• Provided records:
________________________________________
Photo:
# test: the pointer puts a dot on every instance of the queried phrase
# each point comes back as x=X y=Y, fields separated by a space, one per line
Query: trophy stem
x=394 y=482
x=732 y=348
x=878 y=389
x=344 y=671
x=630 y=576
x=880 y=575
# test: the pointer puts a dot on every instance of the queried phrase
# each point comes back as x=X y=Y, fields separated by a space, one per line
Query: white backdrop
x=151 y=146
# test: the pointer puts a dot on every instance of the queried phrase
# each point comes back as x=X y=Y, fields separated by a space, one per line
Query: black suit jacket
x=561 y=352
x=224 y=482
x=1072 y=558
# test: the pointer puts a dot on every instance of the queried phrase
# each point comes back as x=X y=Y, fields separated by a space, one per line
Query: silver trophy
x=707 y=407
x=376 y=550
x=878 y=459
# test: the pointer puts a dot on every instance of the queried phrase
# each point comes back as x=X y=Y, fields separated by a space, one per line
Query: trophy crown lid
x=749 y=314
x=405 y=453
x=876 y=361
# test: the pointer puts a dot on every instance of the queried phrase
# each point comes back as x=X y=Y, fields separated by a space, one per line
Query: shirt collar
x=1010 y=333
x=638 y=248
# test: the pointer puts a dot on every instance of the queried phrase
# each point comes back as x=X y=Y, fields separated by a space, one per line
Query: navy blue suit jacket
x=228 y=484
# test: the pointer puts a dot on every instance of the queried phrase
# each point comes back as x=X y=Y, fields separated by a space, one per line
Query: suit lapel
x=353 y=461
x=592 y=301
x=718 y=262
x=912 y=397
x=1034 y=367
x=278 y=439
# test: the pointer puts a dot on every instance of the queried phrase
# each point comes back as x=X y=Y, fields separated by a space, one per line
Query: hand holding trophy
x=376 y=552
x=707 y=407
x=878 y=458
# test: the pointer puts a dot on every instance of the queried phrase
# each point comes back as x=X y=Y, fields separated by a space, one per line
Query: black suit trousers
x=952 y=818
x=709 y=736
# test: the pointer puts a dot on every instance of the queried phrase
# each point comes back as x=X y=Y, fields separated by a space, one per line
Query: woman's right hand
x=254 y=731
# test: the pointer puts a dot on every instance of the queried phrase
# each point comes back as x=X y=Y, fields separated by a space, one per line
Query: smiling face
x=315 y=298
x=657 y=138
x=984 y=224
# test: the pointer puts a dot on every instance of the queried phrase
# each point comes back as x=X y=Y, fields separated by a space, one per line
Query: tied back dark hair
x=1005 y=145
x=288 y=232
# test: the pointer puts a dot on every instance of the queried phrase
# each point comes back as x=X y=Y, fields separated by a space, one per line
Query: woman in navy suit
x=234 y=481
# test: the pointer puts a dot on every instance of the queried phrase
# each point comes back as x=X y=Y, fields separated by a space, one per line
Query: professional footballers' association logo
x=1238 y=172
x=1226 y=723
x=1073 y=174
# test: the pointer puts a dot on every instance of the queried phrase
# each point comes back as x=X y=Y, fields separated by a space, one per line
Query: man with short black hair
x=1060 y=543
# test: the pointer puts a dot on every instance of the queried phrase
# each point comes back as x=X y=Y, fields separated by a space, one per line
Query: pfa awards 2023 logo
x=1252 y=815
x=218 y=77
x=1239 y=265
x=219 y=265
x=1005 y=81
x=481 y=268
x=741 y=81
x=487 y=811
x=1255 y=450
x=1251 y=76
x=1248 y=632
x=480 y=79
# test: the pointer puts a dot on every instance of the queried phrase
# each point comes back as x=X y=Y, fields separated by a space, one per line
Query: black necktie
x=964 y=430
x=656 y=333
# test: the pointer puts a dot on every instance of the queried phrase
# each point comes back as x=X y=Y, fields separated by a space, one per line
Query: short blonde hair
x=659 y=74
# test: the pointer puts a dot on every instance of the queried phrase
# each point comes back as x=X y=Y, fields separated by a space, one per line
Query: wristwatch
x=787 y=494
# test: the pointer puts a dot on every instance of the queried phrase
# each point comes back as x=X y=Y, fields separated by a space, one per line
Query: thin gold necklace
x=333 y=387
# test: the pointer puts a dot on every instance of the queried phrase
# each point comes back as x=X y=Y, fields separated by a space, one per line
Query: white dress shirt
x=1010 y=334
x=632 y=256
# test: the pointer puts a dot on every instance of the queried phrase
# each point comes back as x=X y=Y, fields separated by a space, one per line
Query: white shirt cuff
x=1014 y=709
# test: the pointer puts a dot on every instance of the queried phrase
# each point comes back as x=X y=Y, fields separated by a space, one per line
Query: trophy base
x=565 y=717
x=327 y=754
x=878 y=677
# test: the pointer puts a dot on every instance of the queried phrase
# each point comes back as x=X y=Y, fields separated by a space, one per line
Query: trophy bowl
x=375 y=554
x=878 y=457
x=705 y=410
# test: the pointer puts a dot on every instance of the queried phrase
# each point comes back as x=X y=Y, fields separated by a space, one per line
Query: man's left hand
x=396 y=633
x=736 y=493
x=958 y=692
________________________________________
• Given task: Please render every line of the entries above as a Markdown table with the columns "Row" and "Text", numbering the rows in order and omitting blank lines.

• The answer:
| Row | Text |
|---|---|
| 1 | Photo: |
| 2 | # test: the pointer puts a dot on every instance of the queried phrase |
| 3 | # each point comes back as x=X y=Y, fields separated by a space, one per line |
| 4 | Query: trophy stem |
| 5 | x=394 y=482 |
| 6 | x=732 y=348 |
| 7 | x=878 y=389 |
| 8 | x=344 y=671 |
| 9 | x=630 y=576 |
| 10 | x=880 y=575 |
| 11 | # test: the pointer puts a dot on every instance of the queried phrase |
| 12 | # each point comes back as x=X y=Y, fields separated by a space, one per line |
| 13 | Query: white backdrop |
| 14 | x=151 y=146 |
| 15 | # test: the pointer puts a dot on every instance of the queried phrase |
| 16 | # each point comes back as x=X y=Y, fields separated by a space, one per line |
| 17 | Query: black suit jacket |
| 18 | x=561 y=352 |
| 19 | x=224 y=482 |
| 20 | x=1072 y=558 |
| 21 | # test: the pointer puts a dot on every instance of the queried phrase |
| 22 | # each point comes back as x=X y=Y, fields separated by a space, one per line |
| 23 | Query: silver trophy |
| 24 | x=707 y=407 |
| 25 | x=376 y=550 |
| 26 | x=878 y=459 |
| 27 | # test: the pointer puts a dot on every instance of the queried phrase |
| 28 | # each point comes back as x=X y=Y, fields separated by a space, one per line |
| 29 | Query: trophy crown lid |
| 30 | x=749 y=314 |
| 31 | x=405 y=453 |
| 32 | x=876 y=361 |
| 33 | # test: the pointer puts a dot on every instance of the queried phrase |
| 34 | # each point comes back as x=X y=Y, fields separated by a space, one per line |
| 35 | Query: shirt collar |
| 36 | x=1010 y=333 |
| 37 | x=638 y=248 |
| 38 | # test: the pointer puts a dot on every instance of the queried phrase |
| 39 | # each point comes back as x=X y=Y, fields separated by a space, one per line |
| 40 | Query: navy blue suit jacket |
| 41 | x=228 y=484 |
| 42 | # test: the pointer puts a dot on every instance of the queried phrase |
| 43 | # each point comes back as x=X y=Y, fields separated by a space, one per line |
| 44 | Query: suit lapel |
| 45 | x=353 y=461 |
| 46 | x=592 y=301 |
| 47 | x=718 y=262 |
| 48 | x=912 y=397 |
| 49 | x=1034 y=367 |
| 50 | x=278 y=439 |
| 51 | # test: the pointer puts a dot on every instance of the queried phrase |
| 52 | # each point comes back as x=X y=Y, fields separated by a space, one per line |
| 53 | Query: hand holding trophy |
| 54 | x=376 y=552 |
| 55 | x=707 y=407 |
| 56 | x=878 y=458 |
| 57 | # test: the pointer puts a dot on every instance of the queried phrase |
| 58 | # each point comes back as x=X y=Y, fields separated by a space, one per line |
| 59 | Query: black suit trousers |
| 60 | x=952 y=818 |
| 61 | x=709 y=736 |
| 62 | # test: the pointer puts a dot on every instance of the queried phrase |
| 63 | # each point comes back as x=X y=Y, fields separated by a space, one per line |
| 64 | Query: woman's right hand |
| 65 | x=254 y=731 |
| 66 | # test: the pointer puts a dot on every instance of the queried phrase |
| 67 | # each point comes back as x=X y=Y, fields separated by a space, one per line |
| 68 | Query: smiling face |
| 69 | x=315 y=298 |
| 70 | x=657 y=138 |
| 71 | x=984 y=224 |
| 72 | # test: the pointer puts a dot on every instance of the queried phrase |
| 73 | # each point comes back as x=X y=Y, fields separated by a space, one per line |
| 74 | Query: tied back dark hair |
| 75 | x=1005 y=145 |
| 76 | x=288 y=232 |
| 77 | # test: the pointer puts a dot on every instance of the queried phrase |
| 78 | # each point comes back as x=X y=Y, fields separated by a space, one per line |
| 79 | Query: woman in navy suit |
| 80 | x=234 y=481 |
| 81 | # test: the pointer puts a dot on every instance of the queried phrase |
| 82 | # each point comes back as x=X y=Y, fields separated by a space, one per line |
| 83 | Query: professional footballers' association logo |
| 84 | x=1238 y=172 |
| 85 | x=1226 y=723 |
| 86 | x=1073 y=174 |
| 87 | # test: the pointer puts a dot on every instance of the queried phrase |
| 88 | # each point comes back as x=X y=Y, fields separated by a space, one per line |
| 89 | Query: man with short black hair |
| 90 | x=1060 y=543 |
| 91 | # test: the pointer puts a dot on every instance of the queried phrase |
| 92 | # each point comes back as x=X y=Y, fields separated by a space, one per line |
| 93 | Query: pfa awards 2023 logo |
| 94 | x=1252 y=815 |
| 95 | x=218 y=77 |
| 96 | x=1239 y=265 |
| 97 | x=219 y=265 |
| 98 | x=1005 y=81 |
| 99 | x=481 y=268 |
| 100 | x=741 y=81 |
| 101 | x=487 y=811 |
| 102 | x=1255 y=450 |
| 103 | x=1251 y=76 |
| 104 | x=1248 y=632 |
| 105 | x=480 y=79 |
| 106 | # test: the pointer puts a dot on every instance of the queried phrase |
| 107 | # each point comes back as x=X y=Y, fields separated by a space, one per line |
| 108 | Query: black necktie |
| 109 | x=964 y=430 |
| 110 | x=656 y=333 |
| 111 | # test: the pointer puts a dot on every instance of the queried phrase |
| 112 | # each point comes back as x=X y=Y, fields separated by a space, one per line |
| 113 | Query: short blonde hair |
| 114 | x=659 y=74 |
| 115 | # test: the pointer puts a dot on every instance of the queried phrase |
| 116 | # each point comes back as x=X y=Y, fields separated by a space, one per line |
| 117 | Query: wristwatch |
| 118 | x=787 y=494 |
| 119 | # test: the pointer puts a dot on every instance of the queried phrase |
| 120 | # each point comes back as x=X y=Y, fields separated by a space, one per line |
| 121 | Query: thin gold necklace |
| 122 | x=333 y=387 |
| 123 | # test: the pointer puts a dot on every instance of the queried phrase |
| 124 | # each point comes back as x=X y=Y, fields separated by a space, one per line |
| 125 | Query: white dress shirt |
| 126 | x=1010 y=334 |
| 127 | x=632 y=256 |
| 128 | # test: the pointer puts a dot on every instance of the queried phrase |
| 129 | # each point comes back as x=X y=Y, fields separated by a space, one per line |
| 130 | Query: white shirt cuff |
| 131 | x=1014 y=709 |
| 132 | # test: the pointer puts a dot on every instance of the queried phrase |
| 133 | # each point comes back as x=X y=Y, fields separated by a space, one per line |
| 134 | Query: trophy base |
| 135 | x=565 y=717 |
| 136 | x=327 y=754 |
| 137 | x=878 y=677 |
| 138 | # test: the pointer puts a dot on every instance of the queried phrase |
| 139 | # each point comes back as x=X y=Y, fields separated by a space, one per line |
| 140 | Query: trophy bowl |
| 141 | x=375 y=554 |
| 142 | x=878 y=457 |
| 143 | x=705 y=410 |
| 144 | # test: the pointer puts a dot on every instance of the queried phrase |
| 145 | # each point comes back as x=X y=Y, fields separated by a space, one per line |
| 146 | Query: man's left hand |
| 147 | x=396 y=633 |
| 148 | x=736 y=493 |
| 149 | x=958 y=692 |